* **Extracted text**:
▼▼▼
Space flight experience 
Hawley logged a total of 770 hours and 27 minutes in five space flights. He served as a mission specialist on STS-41D in 1984, STS-61C in 1986, STS-31 in 1990, STS-82 in 1997 and STS-93 in 1999. Hawley was the last member of NASA Astronaut Group 8 to make a space flight.

Discovery 41D 
STS-41-D Discovery (August 30 to September 5, 1984) was launched from the Kennedy Space Center, Florida, on its maiden flight and landed at Edwards Air Force Base, California. During the seven-day mission, the crew successfully activated the OAST-1 solar cell wing experiment, deployed the SBS-D, SYNCOM IV-2, and TELSTAR 3-C satellites, operated the CFES-III experiment, the student crystal growth experiment, as well as photography experiments using the IMAX motion picture camera. The mission was completed in 96 orbits of the Earth in 144 hours and 57 minutes.
▲▲▲
* **Material**:
▼▼▼
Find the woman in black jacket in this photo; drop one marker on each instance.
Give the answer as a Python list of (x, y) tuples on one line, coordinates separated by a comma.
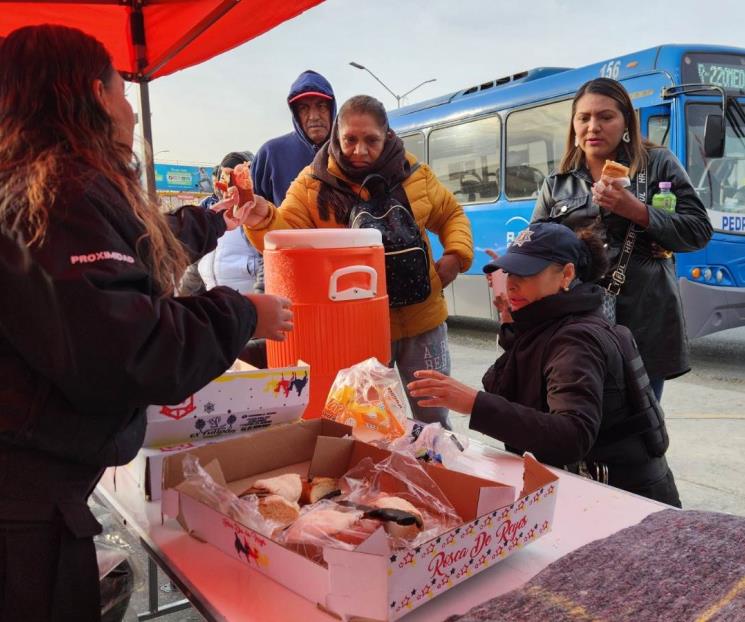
[(604, 126), (90, 332), (560, 390)]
▲▲▲
* **Given task**: Rewrite the section of the passage on Hawley's space flights between "Discovery 41D" and "and 57 minutes.", inclusive, renaming "Kennedy Space Center" as "KSC". The listing comes from a different source than the text.

* **Worked answer**:
Discovery 41D 
STS-41-D Discovery (August 30 to September 5, 1984) was launched from the KSC, Florida, on its maiden flight and landed at Edwards Air Force Base, California. During the seven-day mission, the crew successfully activated the OAST-1 solar cell wing experiment, deployed the SBS-D, SYNCOM IV-2, and TELSTAR 3-C satellites, operated the CFES-III experiment, the student crystal growth experiment, as well as photography experiments using the IMAX motion picture camera. The mission was completed in 96 orbits of the Earth in 144 hours and 57 minutes.